| SET TASK |
Find the line that contains "Annotation guideline: for every instance of the dirt"; then retype it and each line after it, exactly, through the final line of the data below.

| MATERIAL FOR THIS EXERCISE |

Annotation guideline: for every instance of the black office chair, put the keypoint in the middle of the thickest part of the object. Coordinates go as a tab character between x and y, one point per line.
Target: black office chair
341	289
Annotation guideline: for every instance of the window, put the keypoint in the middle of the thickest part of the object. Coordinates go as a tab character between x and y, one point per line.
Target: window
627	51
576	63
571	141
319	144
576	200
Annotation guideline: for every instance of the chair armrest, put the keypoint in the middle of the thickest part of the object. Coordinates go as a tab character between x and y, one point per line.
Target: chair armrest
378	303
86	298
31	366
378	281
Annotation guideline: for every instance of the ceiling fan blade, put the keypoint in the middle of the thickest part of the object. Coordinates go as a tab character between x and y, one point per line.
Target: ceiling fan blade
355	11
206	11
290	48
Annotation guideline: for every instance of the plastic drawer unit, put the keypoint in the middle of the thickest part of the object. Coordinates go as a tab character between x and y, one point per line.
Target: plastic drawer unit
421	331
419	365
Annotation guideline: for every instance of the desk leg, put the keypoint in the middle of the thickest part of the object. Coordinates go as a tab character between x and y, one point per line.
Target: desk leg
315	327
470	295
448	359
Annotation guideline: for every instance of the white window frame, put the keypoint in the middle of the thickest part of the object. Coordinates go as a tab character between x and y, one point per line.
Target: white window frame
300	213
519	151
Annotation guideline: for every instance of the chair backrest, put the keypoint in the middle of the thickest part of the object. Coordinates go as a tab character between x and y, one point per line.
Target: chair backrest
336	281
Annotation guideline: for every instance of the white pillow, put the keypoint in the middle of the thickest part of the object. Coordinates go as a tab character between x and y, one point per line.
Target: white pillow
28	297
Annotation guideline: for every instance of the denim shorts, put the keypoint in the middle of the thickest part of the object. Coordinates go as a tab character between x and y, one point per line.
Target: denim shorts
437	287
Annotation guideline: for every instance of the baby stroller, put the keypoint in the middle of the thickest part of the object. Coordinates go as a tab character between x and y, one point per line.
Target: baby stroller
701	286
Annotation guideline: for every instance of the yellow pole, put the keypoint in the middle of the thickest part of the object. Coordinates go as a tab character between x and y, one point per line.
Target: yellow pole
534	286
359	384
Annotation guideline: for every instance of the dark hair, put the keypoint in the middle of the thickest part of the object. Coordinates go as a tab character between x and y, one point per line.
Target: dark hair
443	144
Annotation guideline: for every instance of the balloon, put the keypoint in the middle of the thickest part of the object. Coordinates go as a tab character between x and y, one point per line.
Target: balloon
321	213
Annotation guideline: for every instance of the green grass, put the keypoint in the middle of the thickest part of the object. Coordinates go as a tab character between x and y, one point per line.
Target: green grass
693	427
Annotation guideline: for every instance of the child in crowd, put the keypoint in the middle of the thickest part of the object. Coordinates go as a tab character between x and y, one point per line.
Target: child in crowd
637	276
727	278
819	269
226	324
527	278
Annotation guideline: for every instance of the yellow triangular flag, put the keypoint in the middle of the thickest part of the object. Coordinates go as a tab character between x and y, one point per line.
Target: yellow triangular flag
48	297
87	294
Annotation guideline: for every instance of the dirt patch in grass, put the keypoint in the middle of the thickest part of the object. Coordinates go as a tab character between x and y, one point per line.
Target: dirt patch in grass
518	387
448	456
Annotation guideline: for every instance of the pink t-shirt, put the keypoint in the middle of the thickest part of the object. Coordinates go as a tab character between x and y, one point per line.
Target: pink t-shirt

| TASK OUTPUT |
Annotation guideline: for every instance of the dirt patch in grass, put the keypoint in the middle of the thickest part of the object. Coordinates go as a tab character between x and y, one point per line.
Target: dirt patch in grass
518	387
448	456
Annotation guideline: for every instance of the pink t-shirt, put the keypoint in the middle of the thickest part of the object. Coordinates go as a tab character between x and y, one point per line.
Target: pink t-shirt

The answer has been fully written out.